--- Problem to work on ---
Copy verbatim everything in the rows below, from the line containing "mark: serrated leaf" down through the final line of the rows, including both ends.

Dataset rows
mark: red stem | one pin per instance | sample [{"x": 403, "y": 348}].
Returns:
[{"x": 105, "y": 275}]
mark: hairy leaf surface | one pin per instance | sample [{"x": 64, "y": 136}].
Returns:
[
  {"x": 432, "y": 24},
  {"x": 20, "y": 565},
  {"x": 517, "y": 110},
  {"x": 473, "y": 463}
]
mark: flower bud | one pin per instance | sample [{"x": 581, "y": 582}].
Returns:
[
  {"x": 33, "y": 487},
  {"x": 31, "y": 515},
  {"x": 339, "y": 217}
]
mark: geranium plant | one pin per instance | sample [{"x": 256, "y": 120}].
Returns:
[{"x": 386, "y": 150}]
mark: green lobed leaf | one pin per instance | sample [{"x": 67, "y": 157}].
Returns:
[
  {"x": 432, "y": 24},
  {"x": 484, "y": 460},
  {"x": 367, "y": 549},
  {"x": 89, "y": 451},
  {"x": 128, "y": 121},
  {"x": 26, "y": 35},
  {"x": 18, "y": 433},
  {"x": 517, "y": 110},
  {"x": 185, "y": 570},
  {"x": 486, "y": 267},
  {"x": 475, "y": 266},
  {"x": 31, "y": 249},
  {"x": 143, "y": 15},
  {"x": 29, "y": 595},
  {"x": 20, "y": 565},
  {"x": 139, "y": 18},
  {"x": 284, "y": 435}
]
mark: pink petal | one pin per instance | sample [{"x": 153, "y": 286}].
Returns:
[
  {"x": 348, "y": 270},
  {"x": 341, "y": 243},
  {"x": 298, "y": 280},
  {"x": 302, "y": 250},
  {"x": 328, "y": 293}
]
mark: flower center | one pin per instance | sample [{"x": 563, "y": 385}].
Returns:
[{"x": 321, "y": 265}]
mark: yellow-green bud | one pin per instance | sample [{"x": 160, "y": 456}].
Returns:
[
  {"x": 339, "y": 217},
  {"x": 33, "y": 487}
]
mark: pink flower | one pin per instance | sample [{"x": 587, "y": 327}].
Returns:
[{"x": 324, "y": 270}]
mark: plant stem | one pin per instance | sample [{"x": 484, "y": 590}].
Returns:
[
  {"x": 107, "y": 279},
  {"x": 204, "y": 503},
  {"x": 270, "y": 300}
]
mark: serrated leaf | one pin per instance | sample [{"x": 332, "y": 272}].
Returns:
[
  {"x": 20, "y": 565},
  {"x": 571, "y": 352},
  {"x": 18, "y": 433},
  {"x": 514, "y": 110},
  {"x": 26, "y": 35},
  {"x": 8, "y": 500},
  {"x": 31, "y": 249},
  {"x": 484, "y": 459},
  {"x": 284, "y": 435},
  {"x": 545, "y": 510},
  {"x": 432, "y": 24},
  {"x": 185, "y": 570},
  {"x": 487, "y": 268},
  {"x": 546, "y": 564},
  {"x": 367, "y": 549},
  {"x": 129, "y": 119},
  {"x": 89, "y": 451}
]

--- Final answer ---
mark: serrated leaf | one pin per instance | sample [{"x": 332, "y": 272}].
Returns:
[
  {"x": 20, "y": 565},
  {"x": 571, "y": 352},
  {"x": 18, "y": 433},
  {"x": 514, "y": 110},
  {"x": 26, "y": 35},
  {"x": 8, "y": 500},
  {"x": 31, "y": 249},
  {"x": 484, "y": 459},
  {"x": 284, "y": 435},
  {"x": 545, "y": 510},
  {"x": 432, "y": 24},
  {"x": 185, "y": 570},
  {"x": 487, "y": 268},
  {"x": 546, "y": 564},
  {"x": 367, "y": 549},
  {"x": 129, "y": 119},
  {"x": 89, "y": 451}
]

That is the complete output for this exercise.